### [Aufgaben]
• a. Beantworten Sie die folgenden Fragen zum Textauszug über Ruandas Wirtschaft.
(i) In welchem Jahr konnte in Ruanda eine Regierung demokratisch gewählt werden?
(ii) Welches konstante Wachstum zieht laut Text ausländische Unternehmen und Institutionen an?
(iii) Welches reale Wachstum des BIP erwartet die Economist Intelligence Unit für das Jahr 2024?
• b. Setzen Sie den Textauszug über Ruandas Wirtschaftswachstum nach seinem letzten Satz fort.

### [Textauszug]
# # # # #
Ruandas Wirtschaftswunder und deutsche Placebos

Ruandas Wirtschaftswunder und deutsche Placebos
Ruandas Präsident Paul Kagame. Foto: Ingrid Aouane

Gerade sorgt eine Liste mit Entwicklungsprojekten der Bundesregierung für Furore. In Ruanda wird außerdem mit deutscher Förderung eine BioNTech-Fabrik gebaut. Doch dies freut nur die Lobbyisten und nicht den afrikanischen Wirtschaftschampion.

Nach der dunklen Periode mit Massakern und Vertreibungen konnte 2000 eine Regierung demokratisch gewählt werden. Präsident Paul Kagame hat seither mit einem hohen Maß an Entwicklungsorientierung ein beachtliches Wirtschaftswachstum erzielt. Unternehmergeist und ein konstantes Wachstum von sieben bis acht Prozent ziehen ausländische Unternehmen und Institutionen an. Dabei konzentriert sich Kagame auf die Förderung der Entwicklung des privaten Sektors.

Für das Jahr 2024 erwartetet die Economist Intelligence Unit, eine Schwesterfirma des britischen Nachrichtenmagazins The Economist, ein reales Wachstum des Bruttoinlands- Produkts (BIP) von 7,1 Prozent. Damit wird Ruanda vermutlich erneut afrikanischer Wirtschaftschampion.
# # # # #
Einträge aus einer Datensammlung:
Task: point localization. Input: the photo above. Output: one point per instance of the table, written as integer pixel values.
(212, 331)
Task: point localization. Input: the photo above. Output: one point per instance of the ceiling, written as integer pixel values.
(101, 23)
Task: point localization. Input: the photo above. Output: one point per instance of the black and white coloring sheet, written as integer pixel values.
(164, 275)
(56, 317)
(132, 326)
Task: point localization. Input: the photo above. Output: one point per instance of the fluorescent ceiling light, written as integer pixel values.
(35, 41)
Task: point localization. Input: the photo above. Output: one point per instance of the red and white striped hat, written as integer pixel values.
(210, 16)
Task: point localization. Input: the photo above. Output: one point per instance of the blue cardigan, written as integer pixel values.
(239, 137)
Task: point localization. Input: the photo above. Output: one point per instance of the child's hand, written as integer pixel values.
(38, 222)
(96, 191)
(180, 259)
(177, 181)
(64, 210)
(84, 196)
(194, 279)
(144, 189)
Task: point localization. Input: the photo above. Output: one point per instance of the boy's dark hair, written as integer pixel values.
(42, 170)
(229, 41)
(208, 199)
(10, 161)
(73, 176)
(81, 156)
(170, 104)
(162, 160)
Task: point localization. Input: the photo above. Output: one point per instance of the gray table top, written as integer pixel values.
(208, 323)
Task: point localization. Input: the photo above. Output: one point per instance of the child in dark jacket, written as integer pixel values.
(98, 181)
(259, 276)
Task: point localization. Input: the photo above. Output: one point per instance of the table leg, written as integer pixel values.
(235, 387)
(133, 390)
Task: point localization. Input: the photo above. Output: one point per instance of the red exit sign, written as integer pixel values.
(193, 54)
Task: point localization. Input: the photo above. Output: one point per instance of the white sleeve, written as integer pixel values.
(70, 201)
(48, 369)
# # # # #
### [Erwartete Ergebnisse]
• a.
(i) 2000
(ii) Sieben bis acht Prozent
(iii) 7,1 Prozent

• b.
„Kagame hat es geschafft, Ruanda als stabiles Investitionsziel zu positionieren, unter anderem dank einer erfolgreichen Korruptionsbekämpfung. Gravierende Nachteile, wie geringe Marktgröße und die Binnenlage, können damit teilweise wettgemacht werden. Internationale Geber, die in Ruanda sehr aktiv sind, versorgen den Markt (Bau, Energie, Wasser, Landwirtschaft, Gesundheit) mit reichlich Kapital“, schreibt die GTAI (Germany Trade & Invest).

Hinzufügen möchte ich noch Tourismus und Dienstleistungen. Größter Devisenbringer ist derzeit der Tourismus, weil die Regierung früh den Wert von Wildtier-Tourismus erkannt hat und Reisen zu den Berggorillas geschickt vermarktet.

Lobby für BioNTech und eine unbeirrbare Weltrettungsattitüde
Das zieht natürlich auch Glücksritter wie den Theaterwissenschaftler Holm Keller an. Er leitet die ziemlich unbekannte Stiftung kENUP (Malta), eine Lobbyorganisation (seit 2. Januar 2023 im Lobbyregister des Deutschen Bundestages eingetragen), die nach eigenen Aussagen Innovationen im Gesundheitswesen unterstützt. Er hat BioNTech-Chef Ugur Sahin den Weg nach Kigali, der Hauptstadt von Ruanda, geebnet. Im Juni 2022 wurde in Kigali der Grundstein eines Werks gelegt, in dem mRNA-Vakzine für den afrikanischen Markt ab 2025 produziert werden sollen.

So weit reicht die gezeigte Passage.